_Acción requerida A_.
¿Qué condiciones menciona el fragmento sobre Sara como parte de la neurodiversidad? Enuméralas todas.
_Acción requerida B_.
Según el fragmento sobre Sara, ¿son ciertas estas afirmaciones? Responde sí o no a cada una y cita las palabras exactas del fragmento que lo deciden.
(i) En julio de 2004 internaron a Sara por haber tomado demasiados medicamentos para dormir.
(ii) Sara afirma que siente miedo por su trabajo de policía.
(iii) Cuando se quita el uniforme, Sara se viste de blanco.
_Acción requerida C_.
Responde con datos del fragmento sobre Sara:
(i) ¿En qué lugar trabajaba como buscadora de personas desaparecidas?
(ii) ¿Quiénes murieron en el enfrentamiento del 14 de enero de 2023?
(iii) ¿En qué momento del día se vuelve ajetreada la clínica?

_Texto fuente_.

● ● ● ● ● ● ●

Sara cuenta su historia con fechas muy específicas. Sabe, por ejemplo, que entre el 16 y el 29 de julio de 2004 la internaron en una clínica contra el suicidio por haber tomado demasiados medicamentos para dormir. O que el 12 de julio de 2021, cuando trabajaba como buscadora de personas desaparecidas en Tala, se reunió con unos funcionarios de Jalisco interesados en conocer sus métodos, porque daban resultados. O que el 14 de enero de 2023, en su segundo turno como policía operativa en Tlajomulco, estuvo entre las balas de un enfrentamiento donde murió un delincuente y uno de sus compañeros.
Al preguntarle si no siente miedo responde que es más bien cautela, y que gracias a su trabajo de policía ha visto las cosas más impresionantes y las más geniales. Aún así, prefiere que esos no sean los temas de las historias que escribe, porque es consciente de los prejuicios que existen contra el gremio: “La gente en cuanto te ve de azul te empieza a tratar como idiota, como si fueras una iletrada que no sabe absolutamente nada. Pero no tienen idea de lo estricta que es la academia de policía y lo mucho que se exige al estar en las calles”.
Cuando se quita el uniforme, se viste toda de negro –por ser un color que la mantiene neutral– y se va a atender a sus pacientes o a supervisar el trabajo en la clínica. El espacio se transforma en un lugar ajetreado durante las tardes. Por la puerta entran y salen niños de todas las edades. Unos van a clases de regularización, otros a tratar problemas de conducta o están en procesos terapéuticos por alguna de las condiciones que se consideran parte de la neurodiversidad, como el TDAH, el espectro autista o la dislexia.

● ● ● ● ● ● ●

_Registros de datos_.
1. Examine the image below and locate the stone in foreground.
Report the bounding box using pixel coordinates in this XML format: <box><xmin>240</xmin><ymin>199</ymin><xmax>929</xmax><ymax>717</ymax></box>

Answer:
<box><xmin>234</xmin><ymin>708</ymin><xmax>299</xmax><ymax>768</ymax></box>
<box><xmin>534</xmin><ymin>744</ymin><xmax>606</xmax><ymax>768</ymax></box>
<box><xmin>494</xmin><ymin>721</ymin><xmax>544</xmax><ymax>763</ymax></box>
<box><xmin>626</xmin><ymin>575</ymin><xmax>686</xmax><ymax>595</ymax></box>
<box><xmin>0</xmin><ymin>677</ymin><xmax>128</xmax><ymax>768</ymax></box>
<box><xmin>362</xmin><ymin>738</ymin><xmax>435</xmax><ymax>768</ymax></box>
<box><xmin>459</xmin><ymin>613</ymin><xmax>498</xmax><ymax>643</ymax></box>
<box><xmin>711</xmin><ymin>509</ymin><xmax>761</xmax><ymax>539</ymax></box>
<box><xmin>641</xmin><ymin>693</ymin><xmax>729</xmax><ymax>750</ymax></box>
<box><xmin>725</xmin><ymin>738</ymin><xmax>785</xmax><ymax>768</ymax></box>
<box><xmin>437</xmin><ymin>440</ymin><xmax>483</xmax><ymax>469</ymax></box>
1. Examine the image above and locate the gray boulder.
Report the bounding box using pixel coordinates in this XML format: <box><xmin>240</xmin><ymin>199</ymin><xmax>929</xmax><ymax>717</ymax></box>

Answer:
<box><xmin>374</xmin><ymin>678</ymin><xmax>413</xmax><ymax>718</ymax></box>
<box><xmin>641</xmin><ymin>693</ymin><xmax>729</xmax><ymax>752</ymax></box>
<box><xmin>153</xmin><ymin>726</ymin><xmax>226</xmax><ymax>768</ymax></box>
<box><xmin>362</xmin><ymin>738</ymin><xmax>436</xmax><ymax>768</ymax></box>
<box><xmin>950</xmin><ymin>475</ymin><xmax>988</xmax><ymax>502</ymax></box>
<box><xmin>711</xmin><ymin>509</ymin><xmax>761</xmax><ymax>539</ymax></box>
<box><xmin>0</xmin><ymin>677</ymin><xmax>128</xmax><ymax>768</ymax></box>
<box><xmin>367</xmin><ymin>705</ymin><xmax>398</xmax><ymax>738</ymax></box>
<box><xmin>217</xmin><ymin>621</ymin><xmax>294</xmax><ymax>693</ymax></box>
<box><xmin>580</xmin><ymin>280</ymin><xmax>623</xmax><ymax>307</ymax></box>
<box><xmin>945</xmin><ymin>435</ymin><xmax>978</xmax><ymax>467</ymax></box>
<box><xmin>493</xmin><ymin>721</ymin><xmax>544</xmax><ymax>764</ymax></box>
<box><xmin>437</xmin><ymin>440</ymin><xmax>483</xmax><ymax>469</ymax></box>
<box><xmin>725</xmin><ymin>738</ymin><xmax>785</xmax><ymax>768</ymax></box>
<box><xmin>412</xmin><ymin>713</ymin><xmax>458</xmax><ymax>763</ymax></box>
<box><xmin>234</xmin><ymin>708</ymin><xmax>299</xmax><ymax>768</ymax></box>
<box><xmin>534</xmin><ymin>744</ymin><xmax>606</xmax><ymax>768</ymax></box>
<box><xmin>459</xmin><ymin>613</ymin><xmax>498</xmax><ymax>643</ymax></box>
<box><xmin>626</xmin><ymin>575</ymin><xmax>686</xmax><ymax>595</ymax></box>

● ● ● ● ● ● ●

_Tu solución A_.
TDAH, espectro autista, dislexia

_Tu solución B_.
(i) Sí: "la internaron en una clínica contra el suicidio por haber tomado demasiados medicamentos para dormir".
(ii) No: "responde que es más bien cautela".
(iii) No: "se viste toda de negro".

_Tu solución C_.
(i) En Tala.
(ii) Un delincuente y uno de sus compañeros.
(iii) Durante las tardes.